■ Fragmento
▼
En la conspiración contra el presidente Morales intervenían dos personajes ideológicamente hermanados hasta la cenagosa complicidad: Thelma Aldana, Jefe del Ministerio Público y Fiscal General de la República, y el extranjero Iván Velásquez, jefe de la Comisión Internacional Contra la Impunidad en Guatemala. Una primera acción de esa díada demoniaca, artífice de una novedosa criminalidad con garantizada impunidad, fue la persecución penal pública de un hijo y un hermano del presidente Morales, que incluyó la invasión de Casa Presidencial. Una segunda acción de esa diada demoniaca fue promover el sometimiento del presidente Morales a procedimiento penal, acusado de delitos electorales. La izquierda imaginaba, emocionada, a Jimmy Morales en prisión; y se preparaba para festejar el suceso. La emoción fue sustituida por la decepción, y el preparado festejo se convirtió en consumado funeral de una estúpida ilusión.
▲
■ Tarea a resolver
Por favor, enumera a todas las personas que el fragmento menciona con nombre y apellido.

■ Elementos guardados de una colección
▼
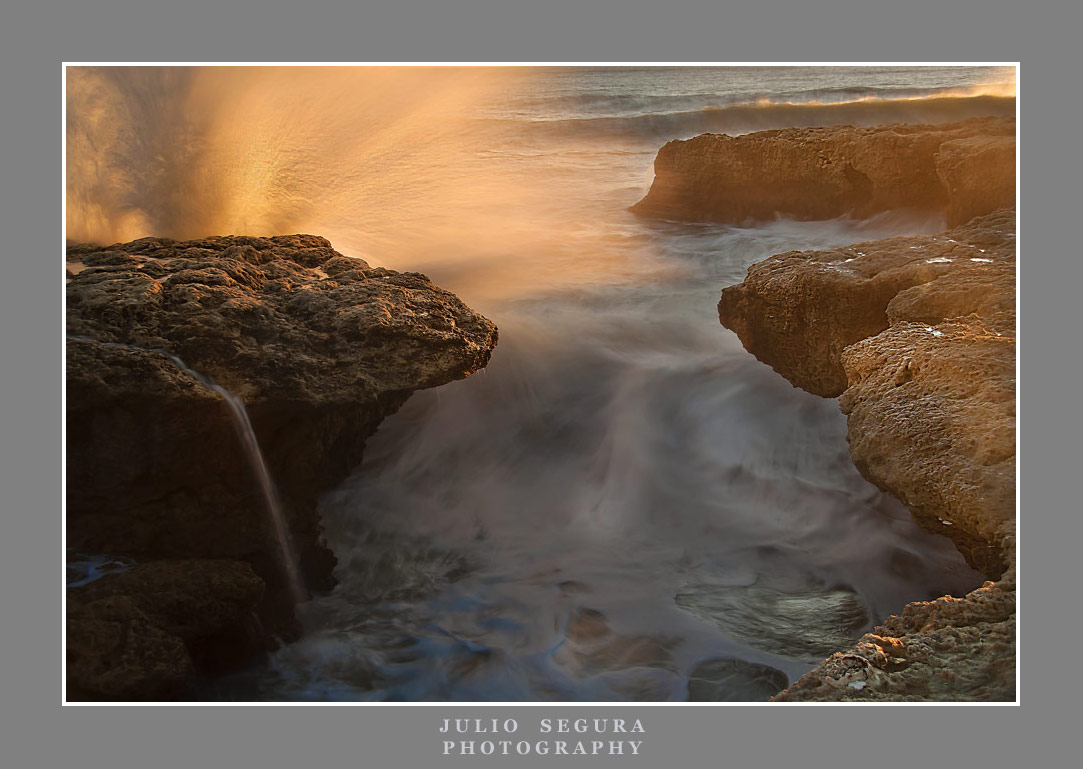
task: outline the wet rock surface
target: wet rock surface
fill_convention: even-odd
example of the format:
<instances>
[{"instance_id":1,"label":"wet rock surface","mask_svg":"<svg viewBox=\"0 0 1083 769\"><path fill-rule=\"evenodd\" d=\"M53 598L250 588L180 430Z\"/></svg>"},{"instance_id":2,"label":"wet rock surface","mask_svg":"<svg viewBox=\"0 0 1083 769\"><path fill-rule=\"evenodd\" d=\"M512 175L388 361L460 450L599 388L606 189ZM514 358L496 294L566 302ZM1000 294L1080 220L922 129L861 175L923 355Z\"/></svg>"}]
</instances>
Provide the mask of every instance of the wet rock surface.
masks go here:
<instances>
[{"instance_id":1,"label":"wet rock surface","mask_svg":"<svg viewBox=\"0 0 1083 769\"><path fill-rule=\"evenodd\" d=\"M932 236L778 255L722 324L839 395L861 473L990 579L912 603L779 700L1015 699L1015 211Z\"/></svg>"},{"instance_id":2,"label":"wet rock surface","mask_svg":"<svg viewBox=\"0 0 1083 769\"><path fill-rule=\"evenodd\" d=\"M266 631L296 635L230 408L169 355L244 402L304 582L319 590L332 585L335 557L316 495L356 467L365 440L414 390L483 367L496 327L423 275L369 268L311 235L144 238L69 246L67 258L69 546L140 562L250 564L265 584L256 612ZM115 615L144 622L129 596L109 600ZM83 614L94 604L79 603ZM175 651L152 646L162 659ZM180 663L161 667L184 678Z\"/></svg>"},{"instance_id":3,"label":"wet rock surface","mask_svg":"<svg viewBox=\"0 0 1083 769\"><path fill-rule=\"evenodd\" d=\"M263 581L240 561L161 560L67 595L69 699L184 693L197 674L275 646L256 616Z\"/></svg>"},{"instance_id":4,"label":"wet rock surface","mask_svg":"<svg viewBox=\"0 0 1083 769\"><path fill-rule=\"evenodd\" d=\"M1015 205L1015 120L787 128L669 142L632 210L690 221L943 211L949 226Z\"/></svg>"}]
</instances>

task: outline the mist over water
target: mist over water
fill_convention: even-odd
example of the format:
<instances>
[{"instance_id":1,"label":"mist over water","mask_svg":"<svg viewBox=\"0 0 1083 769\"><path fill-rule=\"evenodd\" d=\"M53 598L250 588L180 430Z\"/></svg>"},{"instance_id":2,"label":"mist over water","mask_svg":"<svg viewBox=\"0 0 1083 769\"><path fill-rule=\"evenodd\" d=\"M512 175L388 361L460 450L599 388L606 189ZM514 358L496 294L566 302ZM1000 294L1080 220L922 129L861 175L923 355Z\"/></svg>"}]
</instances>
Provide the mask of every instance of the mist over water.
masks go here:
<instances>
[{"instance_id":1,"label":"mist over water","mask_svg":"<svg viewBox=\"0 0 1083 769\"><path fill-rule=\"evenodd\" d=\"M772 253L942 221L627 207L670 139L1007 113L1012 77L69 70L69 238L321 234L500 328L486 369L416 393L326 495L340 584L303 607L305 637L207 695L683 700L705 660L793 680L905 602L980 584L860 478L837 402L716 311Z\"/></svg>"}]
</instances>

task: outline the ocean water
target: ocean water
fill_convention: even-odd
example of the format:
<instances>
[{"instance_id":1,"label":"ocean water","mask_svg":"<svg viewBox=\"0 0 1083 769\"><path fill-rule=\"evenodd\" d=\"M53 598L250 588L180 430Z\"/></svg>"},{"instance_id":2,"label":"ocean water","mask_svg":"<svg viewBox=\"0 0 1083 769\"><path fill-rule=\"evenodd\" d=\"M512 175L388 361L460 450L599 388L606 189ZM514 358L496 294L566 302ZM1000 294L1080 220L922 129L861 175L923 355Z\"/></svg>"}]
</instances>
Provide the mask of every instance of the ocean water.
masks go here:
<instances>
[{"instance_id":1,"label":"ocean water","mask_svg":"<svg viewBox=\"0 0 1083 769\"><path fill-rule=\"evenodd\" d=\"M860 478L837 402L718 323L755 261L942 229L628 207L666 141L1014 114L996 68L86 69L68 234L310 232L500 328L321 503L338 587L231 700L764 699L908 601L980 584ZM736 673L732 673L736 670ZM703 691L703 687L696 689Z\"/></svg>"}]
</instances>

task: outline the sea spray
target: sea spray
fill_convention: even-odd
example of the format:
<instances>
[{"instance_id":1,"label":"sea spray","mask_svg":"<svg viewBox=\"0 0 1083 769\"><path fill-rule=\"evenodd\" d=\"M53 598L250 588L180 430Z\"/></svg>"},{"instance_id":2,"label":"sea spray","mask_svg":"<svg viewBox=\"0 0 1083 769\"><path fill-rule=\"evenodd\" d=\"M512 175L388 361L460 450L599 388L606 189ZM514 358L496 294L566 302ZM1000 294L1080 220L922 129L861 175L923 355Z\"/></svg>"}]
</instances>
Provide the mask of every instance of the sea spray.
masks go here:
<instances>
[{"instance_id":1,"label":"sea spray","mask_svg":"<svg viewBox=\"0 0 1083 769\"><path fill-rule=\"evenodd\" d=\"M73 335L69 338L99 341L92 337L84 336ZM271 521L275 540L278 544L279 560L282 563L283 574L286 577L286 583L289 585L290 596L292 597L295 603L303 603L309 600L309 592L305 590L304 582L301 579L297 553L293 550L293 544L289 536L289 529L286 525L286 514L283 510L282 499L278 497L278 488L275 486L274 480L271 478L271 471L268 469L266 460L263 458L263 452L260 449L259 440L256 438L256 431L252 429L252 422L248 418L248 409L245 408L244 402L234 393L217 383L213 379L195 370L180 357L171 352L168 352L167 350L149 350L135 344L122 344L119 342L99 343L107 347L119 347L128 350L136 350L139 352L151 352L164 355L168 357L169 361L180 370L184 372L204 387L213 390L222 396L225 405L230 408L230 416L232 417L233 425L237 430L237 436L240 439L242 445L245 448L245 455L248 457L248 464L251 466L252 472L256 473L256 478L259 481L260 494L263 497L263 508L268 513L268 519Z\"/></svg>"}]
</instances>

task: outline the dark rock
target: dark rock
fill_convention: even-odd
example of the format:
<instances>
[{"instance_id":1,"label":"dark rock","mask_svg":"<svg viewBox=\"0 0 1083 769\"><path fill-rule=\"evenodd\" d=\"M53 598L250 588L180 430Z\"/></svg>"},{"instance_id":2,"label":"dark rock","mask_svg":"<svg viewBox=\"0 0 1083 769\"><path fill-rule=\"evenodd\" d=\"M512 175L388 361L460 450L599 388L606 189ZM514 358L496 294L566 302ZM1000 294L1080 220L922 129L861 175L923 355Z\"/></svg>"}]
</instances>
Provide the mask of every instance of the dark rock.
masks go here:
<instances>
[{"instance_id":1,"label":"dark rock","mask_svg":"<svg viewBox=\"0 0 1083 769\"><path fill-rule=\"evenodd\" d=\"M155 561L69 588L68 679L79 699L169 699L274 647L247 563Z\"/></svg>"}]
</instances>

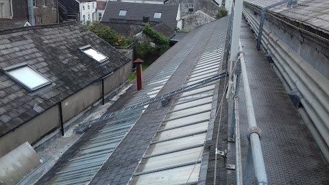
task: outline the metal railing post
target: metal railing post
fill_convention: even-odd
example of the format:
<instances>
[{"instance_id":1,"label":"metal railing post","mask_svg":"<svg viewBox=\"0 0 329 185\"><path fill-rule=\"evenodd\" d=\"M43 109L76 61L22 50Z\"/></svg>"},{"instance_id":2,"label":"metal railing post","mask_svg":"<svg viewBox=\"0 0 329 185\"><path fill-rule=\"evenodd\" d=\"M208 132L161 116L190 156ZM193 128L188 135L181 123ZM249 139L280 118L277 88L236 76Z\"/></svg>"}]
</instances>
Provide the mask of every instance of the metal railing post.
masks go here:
▲
■ Respuesta
Thelma Aldana, Iván Velásquez, Jimmy Morales